Sermon de Mgr Lefebvre – Pentecôte – 22 mai 1988

Mes bien chers amis,
Mes bien chers frères,

Les Actes des Apôtres nous rap­portent ces paroles de Notre Seigneur avant son Ascension au sujet de l’effusion du Saint-​Esprit que Notre Seigneur va envoyer aux apôtres :

Quia Joannes qui­dem bap­ti­za­vit aqua : Jean-​Baptiste vous a bap­ti­sés dans l’eau. Moi je vous enver­rai après quelques jours le bap­tême de l’Esprit Saint : Vos autem bap­ti­za­bi­mi­ni Spiritu Sancto non post mul­tos hos dies (Ac 1,5).

Ce sont des paroles qui rejoignent d’ailleurs celles que Notre Seigneur a dites Lui-​même à Nicodème : Nisi quis rena­tus fue­rit ex aqua, et Spiritu Sancto, non potest introire in regnum Dei (Jn 3,5) : Si quelqu’un ne renaît de l’eau et de l’Esprit Saint, il ne peut pas entrer dans le royaume des Cieux.

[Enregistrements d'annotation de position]
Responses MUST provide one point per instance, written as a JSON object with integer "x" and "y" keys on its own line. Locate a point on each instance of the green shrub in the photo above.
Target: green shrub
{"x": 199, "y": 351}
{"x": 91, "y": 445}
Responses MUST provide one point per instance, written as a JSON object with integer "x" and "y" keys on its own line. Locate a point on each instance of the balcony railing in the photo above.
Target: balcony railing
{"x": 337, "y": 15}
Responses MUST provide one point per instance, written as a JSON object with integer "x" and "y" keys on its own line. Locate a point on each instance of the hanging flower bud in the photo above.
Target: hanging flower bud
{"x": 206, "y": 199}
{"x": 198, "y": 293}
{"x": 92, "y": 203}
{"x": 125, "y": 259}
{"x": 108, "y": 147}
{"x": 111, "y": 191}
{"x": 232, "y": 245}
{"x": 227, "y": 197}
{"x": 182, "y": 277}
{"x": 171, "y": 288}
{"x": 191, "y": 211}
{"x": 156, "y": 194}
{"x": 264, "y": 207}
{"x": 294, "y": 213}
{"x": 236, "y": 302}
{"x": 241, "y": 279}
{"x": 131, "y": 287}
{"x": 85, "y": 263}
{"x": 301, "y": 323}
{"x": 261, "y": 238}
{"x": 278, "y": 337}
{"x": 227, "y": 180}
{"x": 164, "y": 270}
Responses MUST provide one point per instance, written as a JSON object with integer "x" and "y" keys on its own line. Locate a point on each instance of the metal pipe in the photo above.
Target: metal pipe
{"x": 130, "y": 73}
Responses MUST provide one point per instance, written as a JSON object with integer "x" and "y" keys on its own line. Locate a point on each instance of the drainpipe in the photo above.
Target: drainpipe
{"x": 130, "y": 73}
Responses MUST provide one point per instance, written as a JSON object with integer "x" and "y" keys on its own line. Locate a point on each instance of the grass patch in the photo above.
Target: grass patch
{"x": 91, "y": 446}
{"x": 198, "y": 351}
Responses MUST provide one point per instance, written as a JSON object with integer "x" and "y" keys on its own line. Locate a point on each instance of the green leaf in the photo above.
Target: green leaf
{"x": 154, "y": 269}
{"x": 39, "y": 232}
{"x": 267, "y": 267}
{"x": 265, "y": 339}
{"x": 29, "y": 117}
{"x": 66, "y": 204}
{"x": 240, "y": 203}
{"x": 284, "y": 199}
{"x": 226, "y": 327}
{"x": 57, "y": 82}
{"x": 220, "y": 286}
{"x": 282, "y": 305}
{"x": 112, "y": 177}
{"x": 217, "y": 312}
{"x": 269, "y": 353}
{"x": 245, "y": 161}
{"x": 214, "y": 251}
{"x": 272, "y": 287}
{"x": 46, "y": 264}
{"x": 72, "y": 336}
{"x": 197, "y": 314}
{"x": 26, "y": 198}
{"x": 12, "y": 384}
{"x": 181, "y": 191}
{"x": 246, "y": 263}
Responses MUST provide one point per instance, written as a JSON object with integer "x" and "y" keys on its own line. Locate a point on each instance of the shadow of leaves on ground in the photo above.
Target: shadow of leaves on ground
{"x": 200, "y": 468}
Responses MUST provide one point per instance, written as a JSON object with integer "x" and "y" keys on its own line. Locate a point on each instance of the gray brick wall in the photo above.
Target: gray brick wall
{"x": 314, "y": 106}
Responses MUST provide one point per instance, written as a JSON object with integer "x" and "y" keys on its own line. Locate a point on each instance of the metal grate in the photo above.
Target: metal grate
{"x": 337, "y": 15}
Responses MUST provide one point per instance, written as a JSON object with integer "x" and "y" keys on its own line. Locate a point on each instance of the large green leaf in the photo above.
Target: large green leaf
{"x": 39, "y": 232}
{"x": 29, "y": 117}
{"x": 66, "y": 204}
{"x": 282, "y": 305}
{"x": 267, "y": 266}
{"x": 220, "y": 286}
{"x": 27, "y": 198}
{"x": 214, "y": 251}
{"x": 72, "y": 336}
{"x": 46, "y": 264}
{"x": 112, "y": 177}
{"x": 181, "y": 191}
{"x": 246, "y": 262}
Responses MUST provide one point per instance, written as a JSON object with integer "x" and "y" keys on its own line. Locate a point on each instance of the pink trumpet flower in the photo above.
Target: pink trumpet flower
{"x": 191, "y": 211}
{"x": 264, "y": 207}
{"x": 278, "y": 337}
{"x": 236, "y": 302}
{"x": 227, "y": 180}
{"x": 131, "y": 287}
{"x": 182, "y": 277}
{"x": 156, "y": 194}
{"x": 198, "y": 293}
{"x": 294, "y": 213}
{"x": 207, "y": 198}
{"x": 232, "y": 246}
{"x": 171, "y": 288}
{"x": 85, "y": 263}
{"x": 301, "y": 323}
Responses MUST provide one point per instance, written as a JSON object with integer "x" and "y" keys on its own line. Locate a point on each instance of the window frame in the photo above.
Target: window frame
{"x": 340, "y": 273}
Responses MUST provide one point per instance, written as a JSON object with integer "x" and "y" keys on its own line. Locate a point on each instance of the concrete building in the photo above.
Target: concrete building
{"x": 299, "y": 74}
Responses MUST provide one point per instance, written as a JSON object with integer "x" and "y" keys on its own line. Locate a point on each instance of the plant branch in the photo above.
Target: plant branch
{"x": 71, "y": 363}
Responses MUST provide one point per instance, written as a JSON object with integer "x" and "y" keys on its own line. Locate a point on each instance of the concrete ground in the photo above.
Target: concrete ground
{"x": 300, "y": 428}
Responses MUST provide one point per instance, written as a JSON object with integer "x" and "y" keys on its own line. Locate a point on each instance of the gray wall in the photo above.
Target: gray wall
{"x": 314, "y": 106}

■ **Objectif**: Recopiez le passage du sermon de Pentecôte qui commence par "Les Actes des" et va jusqu'à "le royaume des Cieux.", en substituant "Nathanaël" à "Nicodème".

■ **Réponse attendue**:
Les Actes des Apôtres nous rap­portent ces paroles de Notre Seigneur avant son Ascension au sujet de l’effusion du Saint-​Esprit que Notre Seigneur va envoyer aux apôtres :

Quia Joannes qui­dem bap­ti­za­vit aqua : Jean-​Baptiste vous a bap­ti­sés dans l’eau. Moi je vous enver­rai après quelques jours le bap­tême de l’Esprit Saint : Vos autem bap­ti­za­bi­mi­ni Spiritu Sancto non post mul­tos hos dies (Ac 1,5).

Ce sont des paroles qui rejoignent d’ailleurs celles que Notre Seigneur a dites Lui-​même à Nathanaël : Nisi quis rena­tus fue­rit ex aqua, et Spiritu Sancto, non potest introire in regnum Dei (Jn 3,5) : Si quelqu’un ne renaît de l’eau et de l’Esprit Saint, il ne peut pas entrer dans le royaume des Cieux.